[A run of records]
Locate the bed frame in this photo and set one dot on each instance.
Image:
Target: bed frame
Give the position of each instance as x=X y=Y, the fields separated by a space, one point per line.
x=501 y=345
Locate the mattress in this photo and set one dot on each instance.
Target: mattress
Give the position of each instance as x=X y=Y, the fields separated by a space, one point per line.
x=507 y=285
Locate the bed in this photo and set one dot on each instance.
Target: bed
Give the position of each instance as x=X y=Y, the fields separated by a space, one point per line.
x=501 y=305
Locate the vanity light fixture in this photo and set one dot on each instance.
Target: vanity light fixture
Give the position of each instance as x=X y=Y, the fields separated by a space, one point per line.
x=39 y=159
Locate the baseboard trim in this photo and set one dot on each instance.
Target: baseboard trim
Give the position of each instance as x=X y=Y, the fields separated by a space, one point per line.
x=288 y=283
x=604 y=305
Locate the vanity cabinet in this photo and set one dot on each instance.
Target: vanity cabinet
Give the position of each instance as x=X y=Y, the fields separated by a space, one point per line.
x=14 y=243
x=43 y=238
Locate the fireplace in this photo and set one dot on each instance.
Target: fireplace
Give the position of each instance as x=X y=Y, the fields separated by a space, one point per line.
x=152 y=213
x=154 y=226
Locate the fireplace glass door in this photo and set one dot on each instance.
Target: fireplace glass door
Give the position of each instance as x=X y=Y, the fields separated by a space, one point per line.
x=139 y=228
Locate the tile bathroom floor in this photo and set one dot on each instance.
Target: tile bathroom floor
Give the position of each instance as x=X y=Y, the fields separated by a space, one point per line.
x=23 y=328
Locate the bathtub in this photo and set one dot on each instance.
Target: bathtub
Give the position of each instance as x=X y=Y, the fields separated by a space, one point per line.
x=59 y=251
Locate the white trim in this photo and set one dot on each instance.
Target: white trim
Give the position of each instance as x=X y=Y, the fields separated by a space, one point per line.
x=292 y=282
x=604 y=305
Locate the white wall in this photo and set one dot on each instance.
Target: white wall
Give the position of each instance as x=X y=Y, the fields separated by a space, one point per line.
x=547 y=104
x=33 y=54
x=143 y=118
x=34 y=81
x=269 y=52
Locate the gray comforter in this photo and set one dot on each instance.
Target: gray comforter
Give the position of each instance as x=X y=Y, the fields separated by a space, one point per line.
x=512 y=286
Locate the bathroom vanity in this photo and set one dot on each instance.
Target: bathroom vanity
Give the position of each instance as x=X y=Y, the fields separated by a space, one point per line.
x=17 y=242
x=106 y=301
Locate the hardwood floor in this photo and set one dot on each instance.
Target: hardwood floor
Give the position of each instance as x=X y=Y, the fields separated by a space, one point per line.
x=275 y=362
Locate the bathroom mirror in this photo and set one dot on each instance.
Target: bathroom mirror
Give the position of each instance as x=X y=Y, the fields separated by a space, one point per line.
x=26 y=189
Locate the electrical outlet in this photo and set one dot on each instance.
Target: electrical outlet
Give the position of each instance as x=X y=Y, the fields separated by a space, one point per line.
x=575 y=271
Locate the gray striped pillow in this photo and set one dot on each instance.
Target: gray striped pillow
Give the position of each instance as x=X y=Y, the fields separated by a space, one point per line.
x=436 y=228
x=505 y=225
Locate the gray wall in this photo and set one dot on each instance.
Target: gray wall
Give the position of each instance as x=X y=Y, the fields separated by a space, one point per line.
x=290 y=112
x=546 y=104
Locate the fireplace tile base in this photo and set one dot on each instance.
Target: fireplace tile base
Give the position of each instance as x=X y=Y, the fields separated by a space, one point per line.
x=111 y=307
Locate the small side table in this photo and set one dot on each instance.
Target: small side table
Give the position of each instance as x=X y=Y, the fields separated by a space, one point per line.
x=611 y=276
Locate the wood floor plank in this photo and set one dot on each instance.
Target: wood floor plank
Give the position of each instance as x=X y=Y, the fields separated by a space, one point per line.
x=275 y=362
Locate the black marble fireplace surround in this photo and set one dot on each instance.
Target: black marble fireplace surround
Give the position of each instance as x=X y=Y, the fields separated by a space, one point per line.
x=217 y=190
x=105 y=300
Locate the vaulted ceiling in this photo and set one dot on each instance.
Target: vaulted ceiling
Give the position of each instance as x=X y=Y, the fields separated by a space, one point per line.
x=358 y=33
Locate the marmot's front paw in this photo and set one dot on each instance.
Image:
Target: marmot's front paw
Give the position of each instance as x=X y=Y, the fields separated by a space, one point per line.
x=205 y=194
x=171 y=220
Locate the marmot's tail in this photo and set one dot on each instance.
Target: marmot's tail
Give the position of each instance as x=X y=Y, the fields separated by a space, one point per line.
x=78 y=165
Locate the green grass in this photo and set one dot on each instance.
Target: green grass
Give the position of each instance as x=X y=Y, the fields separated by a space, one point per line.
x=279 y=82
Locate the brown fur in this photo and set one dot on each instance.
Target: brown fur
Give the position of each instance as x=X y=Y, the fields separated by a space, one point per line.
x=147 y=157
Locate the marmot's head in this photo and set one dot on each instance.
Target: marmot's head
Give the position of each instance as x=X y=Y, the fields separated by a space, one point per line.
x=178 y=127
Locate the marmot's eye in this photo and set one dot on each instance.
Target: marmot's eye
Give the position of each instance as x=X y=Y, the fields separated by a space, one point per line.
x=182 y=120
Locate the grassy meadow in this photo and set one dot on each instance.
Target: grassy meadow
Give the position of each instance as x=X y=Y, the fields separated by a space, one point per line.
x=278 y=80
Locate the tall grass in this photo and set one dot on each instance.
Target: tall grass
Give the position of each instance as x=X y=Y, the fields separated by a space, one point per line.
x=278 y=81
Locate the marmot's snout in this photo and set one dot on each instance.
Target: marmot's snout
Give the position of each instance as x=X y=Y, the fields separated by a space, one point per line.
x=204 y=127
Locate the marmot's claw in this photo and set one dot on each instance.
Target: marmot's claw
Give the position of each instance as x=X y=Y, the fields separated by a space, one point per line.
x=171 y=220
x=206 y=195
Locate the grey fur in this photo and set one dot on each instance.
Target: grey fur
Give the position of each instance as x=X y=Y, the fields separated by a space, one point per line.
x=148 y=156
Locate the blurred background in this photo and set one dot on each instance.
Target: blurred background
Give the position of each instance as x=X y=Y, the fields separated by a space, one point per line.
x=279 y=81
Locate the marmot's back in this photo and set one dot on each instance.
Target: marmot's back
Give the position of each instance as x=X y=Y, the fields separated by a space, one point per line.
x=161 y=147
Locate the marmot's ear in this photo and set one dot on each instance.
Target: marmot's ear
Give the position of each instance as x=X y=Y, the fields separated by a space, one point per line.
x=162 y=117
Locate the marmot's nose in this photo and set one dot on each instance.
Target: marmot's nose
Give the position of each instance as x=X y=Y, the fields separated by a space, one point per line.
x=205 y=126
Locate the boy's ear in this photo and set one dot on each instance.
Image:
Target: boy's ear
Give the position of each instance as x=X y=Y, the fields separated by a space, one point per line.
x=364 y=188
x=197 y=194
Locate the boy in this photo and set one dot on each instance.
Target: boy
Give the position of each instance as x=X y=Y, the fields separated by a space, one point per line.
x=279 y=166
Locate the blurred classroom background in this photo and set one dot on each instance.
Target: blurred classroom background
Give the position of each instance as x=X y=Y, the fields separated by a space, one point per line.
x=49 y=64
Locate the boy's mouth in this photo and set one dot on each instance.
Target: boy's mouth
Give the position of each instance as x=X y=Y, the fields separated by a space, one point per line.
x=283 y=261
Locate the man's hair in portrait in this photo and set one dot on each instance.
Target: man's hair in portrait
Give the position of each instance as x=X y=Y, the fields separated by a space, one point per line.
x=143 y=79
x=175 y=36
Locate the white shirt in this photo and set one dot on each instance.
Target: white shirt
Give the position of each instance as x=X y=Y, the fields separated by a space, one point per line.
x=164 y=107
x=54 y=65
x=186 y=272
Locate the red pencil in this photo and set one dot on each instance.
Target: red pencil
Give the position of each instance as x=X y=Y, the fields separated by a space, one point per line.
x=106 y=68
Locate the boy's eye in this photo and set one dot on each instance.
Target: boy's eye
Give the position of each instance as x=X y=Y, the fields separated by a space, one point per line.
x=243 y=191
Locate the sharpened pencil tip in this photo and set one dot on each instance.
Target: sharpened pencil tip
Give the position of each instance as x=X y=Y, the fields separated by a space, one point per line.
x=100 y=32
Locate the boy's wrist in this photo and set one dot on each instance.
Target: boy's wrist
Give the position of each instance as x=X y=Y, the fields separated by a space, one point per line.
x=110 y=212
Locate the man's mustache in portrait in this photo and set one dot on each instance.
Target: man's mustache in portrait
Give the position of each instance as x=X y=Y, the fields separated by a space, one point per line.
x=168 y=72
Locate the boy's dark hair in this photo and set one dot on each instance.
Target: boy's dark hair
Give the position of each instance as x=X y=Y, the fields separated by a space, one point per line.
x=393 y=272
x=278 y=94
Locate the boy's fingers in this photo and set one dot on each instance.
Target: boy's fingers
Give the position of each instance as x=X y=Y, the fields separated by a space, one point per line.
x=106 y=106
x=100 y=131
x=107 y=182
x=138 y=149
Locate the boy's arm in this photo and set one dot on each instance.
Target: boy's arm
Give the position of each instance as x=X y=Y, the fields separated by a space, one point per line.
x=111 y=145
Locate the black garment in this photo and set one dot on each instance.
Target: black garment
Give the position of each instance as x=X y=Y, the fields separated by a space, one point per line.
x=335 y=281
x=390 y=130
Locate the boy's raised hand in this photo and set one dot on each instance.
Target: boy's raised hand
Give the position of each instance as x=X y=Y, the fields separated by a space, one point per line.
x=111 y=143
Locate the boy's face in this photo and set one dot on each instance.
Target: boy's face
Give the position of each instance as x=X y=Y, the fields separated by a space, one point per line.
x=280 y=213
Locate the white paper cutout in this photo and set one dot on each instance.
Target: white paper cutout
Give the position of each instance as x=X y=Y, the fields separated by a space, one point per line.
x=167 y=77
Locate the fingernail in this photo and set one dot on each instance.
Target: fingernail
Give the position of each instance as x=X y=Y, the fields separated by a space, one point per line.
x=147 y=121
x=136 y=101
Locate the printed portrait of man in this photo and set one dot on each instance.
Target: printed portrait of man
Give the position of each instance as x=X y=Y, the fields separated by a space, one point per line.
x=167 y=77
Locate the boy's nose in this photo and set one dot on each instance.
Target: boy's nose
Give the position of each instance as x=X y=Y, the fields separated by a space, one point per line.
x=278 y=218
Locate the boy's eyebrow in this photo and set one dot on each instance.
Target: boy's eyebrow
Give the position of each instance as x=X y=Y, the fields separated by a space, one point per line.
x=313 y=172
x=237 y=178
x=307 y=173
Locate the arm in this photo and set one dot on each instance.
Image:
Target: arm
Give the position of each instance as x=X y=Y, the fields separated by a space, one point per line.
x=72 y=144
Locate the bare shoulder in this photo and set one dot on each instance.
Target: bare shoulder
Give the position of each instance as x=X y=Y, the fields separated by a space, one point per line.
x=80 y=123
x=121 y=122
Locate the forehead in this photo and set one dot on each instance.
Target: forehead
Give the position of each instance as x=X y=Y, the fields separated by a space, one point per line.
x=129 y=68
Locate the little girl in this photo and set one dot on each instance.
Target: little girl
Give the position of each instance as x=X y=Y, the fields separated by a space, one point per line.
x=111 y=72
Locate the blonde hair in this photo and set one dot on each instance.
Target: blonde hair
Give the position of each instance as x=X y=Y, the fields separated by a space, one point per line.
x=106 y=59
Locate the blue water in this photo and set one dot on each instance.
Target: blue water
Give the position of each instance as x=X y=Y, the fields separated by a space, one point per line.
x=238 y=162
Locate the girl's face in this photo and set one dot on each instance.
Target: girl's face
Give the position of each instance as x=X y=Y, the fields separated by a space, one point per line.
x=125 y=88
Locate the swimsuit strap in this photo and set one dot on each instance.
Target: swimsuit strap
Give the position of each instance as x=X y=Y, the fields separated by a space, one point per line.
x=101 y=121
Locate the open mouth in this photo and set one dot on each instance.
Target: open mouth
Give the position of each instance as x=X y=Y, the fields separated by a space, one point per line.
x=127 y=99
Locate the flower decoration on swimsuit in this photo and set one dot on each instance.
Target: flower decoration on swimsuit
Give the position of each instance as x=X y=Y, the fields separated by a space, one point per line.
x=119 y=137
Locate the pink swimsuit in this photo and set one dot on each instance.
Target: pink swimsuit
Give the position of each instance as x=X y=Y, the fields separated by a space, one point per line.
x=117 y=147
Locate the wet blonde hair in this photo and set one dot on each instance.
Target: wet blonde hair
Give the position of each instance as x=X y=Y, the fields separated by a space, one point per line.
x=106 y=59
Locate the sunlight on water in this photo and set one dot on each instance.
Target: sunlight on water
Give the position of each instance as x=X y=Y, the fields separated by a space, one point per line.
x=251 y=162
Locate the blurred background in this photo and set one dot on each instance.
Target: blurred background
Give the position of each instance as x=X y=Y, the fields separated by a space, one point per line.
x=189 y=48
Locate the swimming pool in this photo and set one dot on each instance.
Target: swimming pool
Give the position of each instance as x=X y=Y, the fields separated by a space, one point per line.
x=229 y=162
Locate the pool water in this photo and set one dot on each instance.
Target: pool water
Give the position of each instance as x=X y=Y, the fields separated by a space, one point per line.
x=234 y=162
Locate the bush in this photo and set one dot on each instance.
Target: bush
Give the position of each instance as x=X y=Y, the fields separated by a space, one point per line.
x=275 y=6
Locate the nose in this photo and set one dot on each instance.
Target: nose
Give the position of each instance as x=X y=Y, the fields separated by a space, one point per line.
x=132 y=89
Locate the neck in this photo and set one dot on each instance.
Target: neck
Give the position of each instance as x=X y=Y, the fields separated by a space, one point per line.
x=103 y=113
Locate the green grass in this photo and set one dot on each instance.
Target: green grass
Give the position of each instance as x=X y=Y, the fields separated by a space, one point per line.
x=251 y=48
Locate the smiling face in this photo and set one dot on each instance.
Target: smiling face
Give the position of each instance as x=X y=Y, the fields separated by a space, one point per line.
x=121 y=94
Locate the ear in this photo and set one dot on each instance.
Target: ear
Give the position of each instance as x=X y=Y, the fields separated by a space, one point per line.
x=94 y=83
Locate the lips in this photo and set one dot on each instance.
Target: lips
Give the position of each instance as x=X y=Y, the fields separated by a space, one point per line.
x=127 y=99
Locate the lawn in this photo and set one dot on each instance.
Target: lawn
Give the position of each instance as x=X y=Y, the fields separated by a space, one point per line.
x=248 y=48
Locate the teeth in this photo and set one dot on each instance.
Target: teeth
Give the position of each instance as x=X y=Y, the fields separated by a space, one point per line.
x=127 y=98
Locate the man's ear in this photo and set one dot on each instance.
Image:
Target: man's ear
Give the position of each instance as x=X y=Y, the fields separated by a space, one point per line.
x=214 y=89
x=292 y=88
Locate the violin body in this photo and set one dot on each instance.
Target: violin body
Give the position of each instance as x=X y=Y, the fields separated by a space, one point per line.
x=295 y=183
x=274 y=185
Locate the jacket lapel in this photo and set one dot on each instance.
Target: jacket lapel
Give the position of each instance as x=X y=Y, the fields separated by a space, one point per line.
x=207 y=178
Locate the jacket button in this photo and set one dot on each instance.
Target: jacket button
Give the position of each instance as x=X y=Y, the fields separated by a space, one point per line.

- [Given request]:
Quote the records exactly, from the first line through the line containing "x=507 y=285", inclusive.

- [Solved exercise]:
Locate the bed frame in this photo and set one dot on each instance.
Image:
Target: bed frame
Give the position of each instance as x=X y=Y, the fields separated by a space, one point per line.
x=501 y=345
Locate the mattress in this photo and set one dot on each instance.
Target: mattress
Give the position of each instance as x=X y=Y, the fields separated by a space, one point per line.
x=507 y=285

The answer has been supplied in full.